── DATA TO PROCESS
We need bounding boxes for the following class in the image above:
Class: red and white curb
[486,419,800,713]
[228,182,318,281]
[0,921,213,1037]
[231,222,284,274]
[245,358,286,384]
────
* TASK TO CARRY OUT:
Line by line, transcribe the data exactly.

* COMPLETED EXERCISE:
We need bounding boxes for the following class in the image above:
Class: red and white curb
[486,419,800,713]
[228,182,318,281]
[0,921,213,1037]
[231,222,284,274]
[245,358,286,384]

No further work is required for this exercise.